EXCERPTED DATA:
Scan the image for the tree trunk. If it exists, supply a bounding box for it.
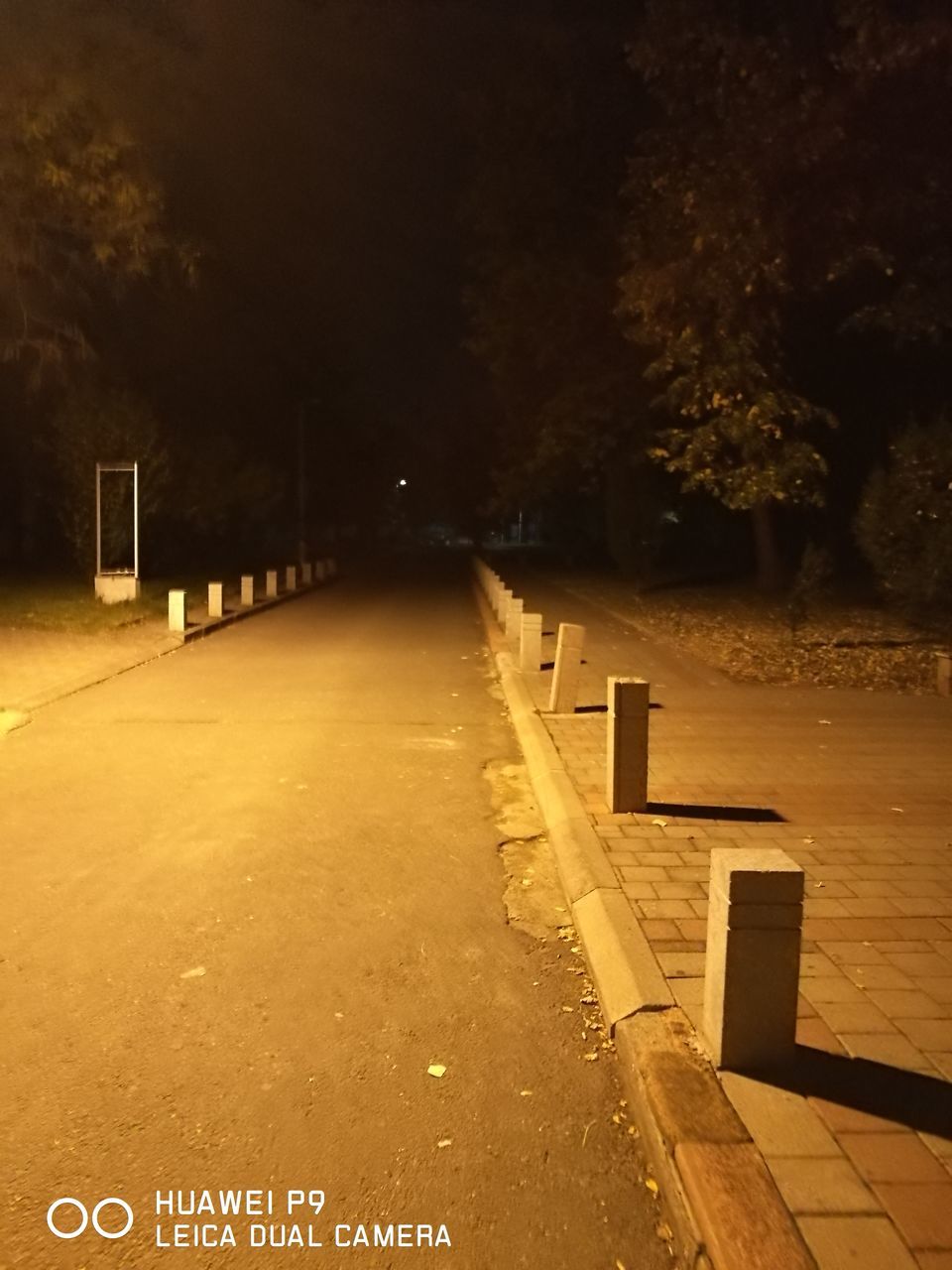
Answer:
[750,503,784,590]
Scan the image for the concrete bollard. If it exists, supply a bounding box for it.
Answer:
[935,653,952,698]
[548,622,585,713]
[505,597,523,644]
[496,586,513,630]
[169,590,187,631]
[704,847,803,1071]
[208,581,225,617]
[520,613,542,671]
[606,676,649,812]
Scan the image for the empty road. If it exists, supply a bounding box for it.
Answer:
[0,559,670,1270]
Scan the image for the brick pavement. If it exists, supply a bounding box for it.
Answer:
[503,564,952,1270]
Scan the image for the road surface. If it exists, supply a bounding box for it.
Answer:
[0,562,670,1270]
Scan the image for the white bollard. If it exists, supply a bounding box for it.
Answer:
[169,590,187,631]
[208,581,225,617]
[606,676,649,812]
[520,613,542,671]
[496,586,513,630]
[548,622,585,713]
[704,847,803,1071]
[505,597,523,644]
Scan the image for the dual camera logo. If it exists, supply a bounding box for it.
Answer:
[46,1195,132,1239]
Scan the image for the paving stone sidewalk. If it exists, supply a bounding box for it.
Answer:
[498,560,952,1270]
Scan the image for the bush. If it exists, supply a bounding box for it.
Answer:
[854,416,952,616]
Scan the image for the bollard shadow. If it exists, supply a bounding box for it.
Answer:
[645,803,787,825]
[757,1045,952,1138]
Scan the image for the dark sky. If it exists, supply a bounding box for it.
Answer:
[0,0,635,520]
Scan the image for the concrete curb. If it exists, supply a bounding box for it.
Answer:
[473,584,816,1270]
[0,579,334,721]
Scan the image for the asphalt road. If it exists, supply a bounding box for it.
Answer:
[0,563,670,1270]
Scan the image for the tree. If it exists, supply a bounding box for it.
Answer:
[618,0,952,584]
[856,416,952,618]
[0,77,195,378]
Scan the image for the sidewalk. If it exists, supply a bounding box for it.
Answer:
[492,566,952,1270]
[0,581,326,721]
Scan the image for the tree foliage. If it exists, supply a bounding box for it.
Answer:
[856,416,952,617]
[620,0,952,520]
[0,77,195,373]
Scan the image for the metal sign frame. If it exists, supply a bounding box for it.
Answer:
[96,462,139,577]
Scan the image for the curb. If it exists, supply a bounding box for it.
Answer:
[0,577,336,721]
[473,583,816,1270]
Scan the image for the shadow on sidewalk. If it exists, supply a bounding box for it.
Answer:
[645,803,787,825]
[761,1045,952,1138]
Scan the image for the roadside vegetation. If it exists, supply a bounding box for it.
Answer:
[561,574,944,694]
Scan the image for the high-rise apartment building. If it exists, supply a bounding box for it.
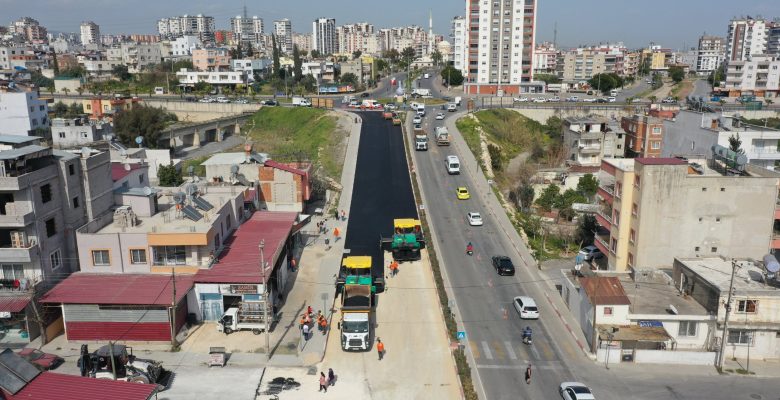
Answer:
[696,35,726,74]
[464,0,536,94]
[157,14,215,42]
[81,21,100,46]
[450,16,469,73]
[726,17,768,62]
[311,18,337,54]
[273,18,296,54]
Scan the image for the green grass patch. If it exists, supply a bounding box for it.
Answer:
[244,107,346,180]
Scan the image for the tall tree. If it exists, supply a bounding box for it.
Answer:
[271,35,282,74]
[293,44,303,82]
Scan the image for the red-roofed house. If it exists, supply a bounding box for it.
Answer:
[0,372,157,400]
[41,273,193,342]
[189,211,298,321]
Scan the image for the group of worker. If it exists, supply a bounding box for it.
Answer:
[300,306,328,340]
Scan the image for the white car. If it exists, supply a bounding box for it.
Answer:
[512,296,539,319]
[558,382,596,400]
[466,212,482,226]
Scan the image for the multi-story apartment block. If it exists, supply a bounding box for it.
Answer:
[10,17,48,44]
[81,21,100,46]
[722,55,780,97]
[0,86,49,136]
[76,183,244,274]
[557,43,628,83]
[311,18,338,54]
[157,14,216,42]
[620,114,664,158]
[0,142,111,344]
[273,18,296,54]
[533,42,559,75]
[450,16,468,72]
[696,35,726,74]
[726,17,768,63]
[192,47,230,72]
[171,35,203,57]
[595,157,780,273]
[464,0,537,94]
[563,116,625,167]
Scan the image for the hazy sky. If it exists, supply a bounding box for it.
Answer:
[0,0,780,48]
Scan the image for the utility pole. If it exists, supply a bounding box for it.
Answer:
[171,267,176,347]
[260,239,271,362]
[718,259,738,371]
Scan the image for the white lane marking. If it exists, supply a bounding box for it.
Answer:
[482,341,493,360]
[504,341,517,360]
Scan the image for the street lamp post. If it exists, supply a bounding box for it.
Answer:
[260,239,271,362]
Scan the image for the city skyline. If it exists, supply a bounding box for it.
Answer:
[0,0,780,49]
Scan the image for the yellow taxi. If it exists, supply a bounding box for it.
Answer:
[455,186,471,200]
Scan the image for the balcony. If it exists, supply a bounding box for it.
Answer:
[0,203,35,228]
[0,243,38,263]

EXERCISE BRIEF: Reproduce all of the records above word for word, leaving out the pictures.

THE RESPONSE:
Scan the image for the tree trunk. If it exists, supply a bounding box for it.
Answer:
[750,503,784,590]
Scan the image for the concrete bollard. If it exists, supply a bounding box for it.
Answer:
[935,653,952,698]
[548,622,585,713]
[505,597,523,644]
[496,586,513,630]
[169,590,187,631]
[704,847,803,1071]
[208,581,225,617]
[520,613,542,671]
[606,676,649,812]
Scan the image for the empty road. If it exists, supply a bounding box for it.
Answer:
[0,559,670,1270]
Scan the image for the brick pavement. If it exists, supply a bounding box for it.
Answer:
[503,564,952,1270]
Scan the image for the road surface. If it exists, supply a bounding box for it.
Answer:
[0,562,670,1270]
Scan the image for the white bollard. If it exists, supply a bounding box for it.
Answer:
[169,590,187,631]
[208,581,225,617]
[606,676,649,812]
[520,613,542,671]
[496,586,513,630]
[548,622,585,713]
[704,847,803,1071]
[505,597,523,644]
Scan the image for the dual camera logo. If it exists, supply a bounding box for it.
Answer:
[46,1195,132,1239]
Scan the image for the paving stone sidewalk. If it exists, supply a bounding box for it.
Answer:
[498,560,952,1270]
Scan the image for the bush. If it exists, supply a bounding box for it.
Answer:
[854,416,952,616]
Scan the image for the bollard shadow. If it exists, supply a bounding box for it.
Answer:
[645,803,787,825]
[757,1045,952,1138]
Scan the image for the dark sky. If it exists, supply a bounding box for it.
Answer:
[0,0,635,520]
Scan the image for the concrete curb. If it exists, supply a bounding box for it.
Answer:
[473,584,816,1270]
[0,579,334,721]
Scan the image for the asphalt road. If it exists, supply a bounding box for it.
Answer:
[0,563,670,1270]
Scan the image for the tree. If it exists, supply a bounding box for it.
Answer:
[618,0,952,584]
[856,416,952,618]
[0,77,195,378]
Scan the image for the sidewalk. If it exists, supply a bounding box for it.
Answer:
[492,566,952,1270]
[0,581,326,721]
Scan the image for the tree foliage. If it exists, supply a bounding box for it.
Answer:
[856,416,952,617]
[620,0,952,520]
[0,77,195,373]
Scan the image for the metal sign frame. If it exists, supply a bounding box for it.
Answer:
[96,462,139,577]
Scan the image for the curb. If it exists, supply a bounding box for it.
Answer:
[0,577,336,721]
[473,583,816,1270]
Scan the image for the shadow on sidewalk. If it exists, supply a bounding box for it.
Answer:
[645,803,787,825]
[761,1045,952,1138]
Scan the image for the roadside vegetation. If it exists, supply a bounding box for it.
Answer:
[561,574,944,694]
Scan the image for the high-rise apartment building. If it exists, supply a bounding box for it.
Answer:
[696,35,726,74]
[464,0,536,94]
[157,14,215,42]
[81,21,100,46]
[450,16,469,73]
[726,17,768,62]
[311,18,337,54]
[273,18,296,54]
Scan the image for the green grass patch. If it exists, supply a bounding box for it.
Answer:
[244,107,346,180]
Scan the image for the tall tree. If it exists, supply a bounding box for it.
Answer:
[271,35,282,74]
[293,44,303,82]
Scan the image for the red-roofed house. If it exists, supply a bounding box for it.
Answer:
[0,372,157,400]
[41,273,193,342]
[189,211,298,321]
Scan the image for the group of worker. If it exists, supply a bounding box for it.
Answer:
[300,306,328,340]
Scan the image for the white car. If it exists, supply a bounding box for it.
Answer:
[512,296,539,319]
[558,382,596,400]
[466,212,482,226]
Scan the image for the multi-story apartment block. If it exists, supply a bounding box for it.
Answer:
[10,17,48,44]
[81,21,100,46]
[722,55,780,97]
[0,86,49,136]
[76,183,244,274]
[557,43,628,83]
[311,18,338,54]
[157,14,216,42]
[620,114,664,158]
[0,142,111,344]
[273,18,296,54]
[533,42,559,75]
[450,16,468,72]
[696,35,726,74]
[726,17,768,63]
[192,47,230,72]
[171,35,203,57]
[595,157,780,273]
[464,0,537,94]
[563,116,625,167]
Scan the image for the hazy sky. If it exists, supply a bounding box for it.
Answer:
[0,0,780,48]
Scan the image for the utility pole. If it exists, supply a bounding box for it.
Answer:
[171,267,176,347]
[260,239,271,362]
[718,259,738,371]
Scan the image for the white lane marking. If it exists, supply a bounding box for it.
Answer:
[482,341,493,360]
[504,341,517,360]
Scan the image for the street lamp post. If it exists, supply a bounding box for it.
Answer:
[260,239,271,362]
Scan the image for the city skyline. If it exists, supply a bounding box for it.
Answer:
[0,0,780,49]
Scan the image for the yellow taxi. If it exists, supply a bounding box for it.
Answer:
[455,186,471,200]
Scan the image for the balcony. If it exists, supply a bounding box for it.
Answer:
[0,203,35,228]
[0,243,38,263]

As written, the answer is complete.